Gold hits one-week high as dollar eases, pandemic worsens
Gold prices touched a one-week high on Monday as the dollar retreated while mounting US coronavirus cases fuelled concerns over the pandemic's impact on economic recovery, underpinning hopes of further monetary stimulus.
Spot gold rose 0.2 percent to $1,892.15 per ounce by 0540 GMT, after hitting its highest level since November 9 at $1,898.81 earlier in the session.
The US gold futures were up 0.3 percent at $1,892.20.
The dollar index hit a one-week trough, making bullion cheaper for holders of other currencies.
Coronavirus cases crossed the 11-million mark in the United States on Sunday, while President-elect Joe Biden's top advisers called for urgent action to address the crisis.
"There are still underlying problems in structural economies, with job creation being the biggest problem," said Stephen Innes, chief global market strategist at financial services firm Axi.
"Central banks are going to keep the markets flushed enough to bridge this gap between now and the vaccine."
Germany's Economy Minister Peter Altmaier said the country should brace for another 4-5 months of severe measures to halt the outbreak.
US Federal Reserve Chairman Jerome Powell repeated last week his view that more action from the central bank and Congress, in the form of further fiscal stimulus, would likely be needed.
Gold, which tends to benefit from stimulus measures from central banks as it is considered a hedge against inflation and currency debasement, has soared 25 percent this year.
Prices fell 3.3 percent last week after Pfizer said its experimental COVID-19 vaccine was over 90 percent effective based on initial trial results.
"From a technical point of view, gold may face some resistance around $1,900-$1,905," said Howie Lee, an economist at OCBC Bank, adding that bullion's move higher depends on clarity on fresh US fiscal stimulus.
Silver rose 1.1 percent to $24.91 per ounce. Platinum rose 1 percent to $897.52, while palladium was 1.1 percent higher at $2,350.20.

——

TASK REQUIREMENTS: In the gold price report above, what level did spot gold hit earlier in the session, its highest since November 9?

ENTRIES SHOWN:
——

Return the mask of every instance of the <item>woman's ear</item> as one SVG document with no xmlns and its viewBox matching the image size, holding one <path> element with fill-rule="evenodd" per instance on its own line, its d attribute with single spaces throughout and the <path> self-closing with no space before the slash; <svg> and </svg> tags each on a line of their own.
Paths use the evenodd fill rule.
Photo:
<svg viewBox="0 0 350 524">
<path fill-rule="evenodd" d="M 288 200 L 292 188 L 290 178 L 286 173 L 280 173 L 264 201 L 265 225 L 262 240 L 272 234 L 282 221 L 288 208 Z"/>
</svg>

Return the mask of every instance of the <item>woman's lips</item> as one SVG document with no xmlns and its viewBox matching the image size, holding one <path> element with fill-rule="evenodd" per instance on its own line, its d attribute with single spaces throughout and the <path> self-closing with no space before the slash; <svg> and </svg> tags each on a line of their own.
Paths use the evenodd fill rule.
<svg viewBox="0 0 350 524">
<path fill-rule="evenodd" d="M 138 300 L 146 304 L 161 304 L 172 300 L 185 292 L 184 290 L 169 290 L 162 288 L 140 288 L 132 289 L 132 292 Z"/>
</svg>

——

ANSWER FOR THIS EXERCISE: $1,898.81 per ounce.